(EXCERPT TO READ)
=== Section Start ===

Tuesday, 25 September

Illusions and Reality: Nine Years with No Electricity



“Hambaryan Pargev Washingtonovich,” was the answer we received from the father of many children from the village of Haykazyan to our question, “What is your name?” The villagers simply call Pargev Washingtonovich Hambaryan Pasha.

Only with the birth of their tenth child did the worries of this family begin to ease a bit. The state provided them with a one-time sum of $5,000. Three thousand dollars is deposited in a bank; the family can withdraw only the interest until their the youngest child turns eighteen.

Pasha moved from Artik to Karabakh with his wife and six children nine years ago. He was born in the village of Saratak in the Artik region, and he fought in the war with a military unit from the village.

“We couldn't live in Artik – we always lacked food and fuel. We decided to settle here. This allowance was a great support. I bought livestock with all the money and some presents for the kids. I paid 200,000 drams (about $500) for each cow – they are excellent cows”, he says.

The family of twelve live in a dilapidated house. They, too, were promised that the house would be repaired or a new one would be built, but to no effect. Pasha says that if he had construction material he would build it himself, but there are no construction materials in these territories.

The village of Haykazyan has no electricity.

“In summer time it's bearable – the days are long, it gets dark late. But in winter it's very difficult without electricity,” Pasha said.

=== Section End ===

(ENTRIES SHOWN)
=== Section Start ===

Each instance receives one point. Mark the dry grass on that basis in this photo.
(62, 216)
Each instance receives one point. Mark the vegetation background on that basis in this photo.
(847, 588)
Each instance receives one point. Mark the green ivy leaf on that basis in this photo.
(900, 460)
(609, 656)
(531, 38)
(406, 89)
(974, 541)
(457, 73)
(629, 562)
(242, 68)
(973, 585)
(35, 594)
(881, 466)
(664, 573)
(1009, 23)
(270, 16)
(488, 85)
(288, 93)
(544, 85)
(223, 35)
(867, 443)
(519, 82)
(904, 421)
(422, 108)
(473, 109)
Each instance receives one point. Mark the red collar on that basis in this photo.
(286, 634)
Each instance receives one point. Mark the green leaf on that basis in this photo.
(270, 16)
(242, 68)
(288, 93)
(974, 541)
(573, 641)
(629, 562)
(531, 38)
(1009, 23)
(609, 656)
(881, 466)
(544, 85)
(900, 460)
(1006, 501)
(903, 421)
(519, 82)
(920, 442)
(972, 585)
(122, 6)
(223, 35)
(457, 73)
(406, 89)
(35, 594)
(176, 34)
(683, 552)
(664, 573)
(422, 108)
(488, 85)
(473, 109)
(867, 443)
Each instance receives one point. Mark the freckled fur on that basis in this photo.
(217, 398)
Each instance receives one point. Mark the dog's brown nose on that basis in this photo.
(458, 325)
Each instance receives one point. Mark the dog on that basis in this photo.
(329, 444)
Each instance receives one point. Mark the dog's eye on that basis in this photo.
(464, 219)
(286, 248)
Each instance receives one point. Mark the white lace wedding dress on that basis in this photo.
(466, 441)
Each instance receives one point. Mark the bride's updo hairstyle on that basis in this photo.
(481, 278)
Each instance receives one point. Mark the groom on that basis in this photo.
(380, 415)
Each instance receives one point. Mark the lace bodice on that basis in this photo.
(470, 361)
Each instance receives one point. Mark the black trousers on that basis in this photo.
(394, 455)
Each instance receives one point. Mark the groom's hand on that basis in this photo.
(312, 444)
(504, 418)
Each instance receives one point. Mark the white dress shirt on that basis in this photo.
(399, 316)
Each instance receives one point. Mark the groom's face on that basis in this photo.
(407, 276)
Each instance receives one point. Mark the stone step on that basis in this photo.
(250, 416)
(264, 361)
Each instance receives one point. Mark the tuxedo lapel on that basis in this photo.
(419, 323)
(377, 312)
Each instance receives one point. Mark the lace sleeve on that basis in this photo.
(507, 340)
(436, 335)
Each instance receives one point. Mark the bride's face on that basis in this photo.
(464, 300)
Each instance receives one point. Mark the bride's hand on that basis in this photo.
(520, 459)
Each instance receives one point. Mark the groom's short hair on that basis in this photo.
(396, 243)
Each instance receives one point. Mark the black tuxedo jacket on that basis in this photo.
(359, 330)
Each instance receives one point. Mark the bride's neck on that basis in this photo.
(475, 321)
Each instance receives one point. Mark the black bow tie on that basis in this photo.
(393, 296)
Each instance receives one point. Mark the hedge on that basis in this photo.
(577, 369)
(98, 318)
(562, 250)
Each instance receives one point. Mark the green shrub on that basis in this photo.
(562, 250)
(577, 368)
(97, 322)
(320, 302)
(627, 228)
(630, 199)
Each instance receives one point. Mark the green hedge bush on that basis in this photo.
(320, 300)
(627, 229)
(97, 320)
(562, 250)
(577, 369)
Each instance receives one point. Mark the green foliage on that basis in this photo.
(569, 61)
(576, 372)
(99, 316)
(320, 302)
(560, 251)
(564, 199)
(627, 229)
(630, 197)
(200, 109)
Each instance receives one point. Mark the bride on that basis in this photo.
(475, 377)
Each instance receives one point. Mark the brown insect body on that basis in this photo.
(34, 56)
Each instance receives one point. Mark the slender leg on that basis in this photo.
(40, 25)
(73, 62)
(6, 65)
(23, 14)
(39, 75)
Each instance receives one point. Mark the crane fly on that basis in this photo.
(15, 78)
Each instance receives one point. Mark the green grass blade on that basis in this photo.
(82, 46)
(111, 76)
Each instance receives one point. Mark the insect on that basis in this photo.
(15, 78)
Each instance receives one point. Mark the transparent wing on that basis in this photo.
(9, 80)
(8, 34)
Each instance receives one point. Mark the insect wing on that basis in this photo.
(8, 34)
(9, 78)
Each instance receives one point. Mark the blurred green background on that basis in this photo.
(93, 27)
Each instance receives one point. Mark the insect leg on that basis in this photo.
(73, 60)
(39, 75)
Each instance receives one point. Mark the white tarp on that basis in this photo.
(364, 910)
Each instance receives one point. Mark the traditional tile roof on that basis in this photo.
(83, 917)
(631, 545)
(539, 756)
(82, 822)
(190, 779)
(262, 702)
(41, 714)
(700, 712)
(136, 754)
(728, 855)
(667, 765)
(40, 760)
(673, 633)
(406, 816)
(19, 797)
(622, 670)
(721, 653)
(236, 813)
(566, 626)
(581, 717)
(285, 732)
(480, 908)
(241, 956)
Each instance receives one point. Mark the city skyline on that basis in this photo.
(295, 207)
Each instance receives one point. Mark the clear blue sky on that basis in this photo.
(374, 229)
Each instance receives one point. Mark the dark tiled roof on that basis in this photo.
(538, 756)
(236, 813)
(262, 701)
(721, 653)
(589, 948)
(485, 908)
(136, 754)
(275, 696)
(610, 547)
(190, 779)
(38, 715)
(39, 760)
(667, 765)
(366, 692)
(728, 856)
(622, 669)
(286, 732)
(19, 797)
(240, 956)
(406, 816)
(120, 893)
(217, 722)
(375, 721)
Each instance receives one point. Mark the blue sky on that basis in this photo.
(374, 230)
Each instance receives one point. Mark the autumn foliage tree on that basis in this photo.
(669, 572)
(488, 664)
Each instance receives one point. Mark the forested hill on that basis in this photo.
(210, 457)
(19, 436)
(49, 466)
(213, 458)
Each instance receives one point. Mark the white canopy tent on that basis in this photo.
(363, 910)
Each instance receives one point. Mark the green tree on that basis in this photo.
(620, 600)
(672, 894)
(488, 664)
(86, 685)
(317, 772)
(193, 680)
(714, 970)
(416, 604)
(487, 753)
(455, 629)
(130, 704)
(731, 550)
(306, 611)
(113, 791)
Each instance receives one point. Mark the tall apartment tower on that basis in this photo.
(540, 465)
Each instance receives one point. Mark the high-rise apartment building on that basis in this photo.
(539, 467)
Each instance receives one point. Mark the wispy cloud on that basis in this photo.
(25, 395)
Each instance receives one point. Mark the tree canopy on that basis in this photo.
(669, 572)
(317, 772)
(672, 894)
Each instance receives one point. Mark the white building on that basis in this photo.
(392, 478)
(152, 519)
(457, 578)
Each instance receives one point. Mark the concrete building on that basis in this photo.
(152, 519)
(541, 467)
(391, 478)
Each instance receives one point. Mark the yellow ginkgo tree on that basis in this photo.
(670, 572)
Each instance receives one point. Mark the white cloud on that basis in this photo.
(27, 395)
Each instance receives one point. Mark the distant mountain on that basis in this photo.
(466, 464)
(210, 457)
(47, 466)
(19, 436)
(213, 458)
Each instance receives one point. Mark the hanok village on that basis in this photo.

=== Section End ===

(ASSIGNED TASK) Can you copy, word for word, the part of the text about the Hambaryan family that opens with the words containing "Only with the" and closes with "from the village."? These rows have nothing to do with the text about the Hambaryan family.

(ANSWER AREA)
Only with the birth of their tenth child did the worries of this family begin to ease a bit. The state provided them with a one-time sum of $5,000. Three thousand dollars is deposited in a bank; the family can withdraw only the interest until their the youngest child turns eighteen.

Pasha moved from Artik to Karabakh with his wife and six children nine years ago. He was born in the village of Saratak in the Artik region, and he fought in the war with a military unit from the village.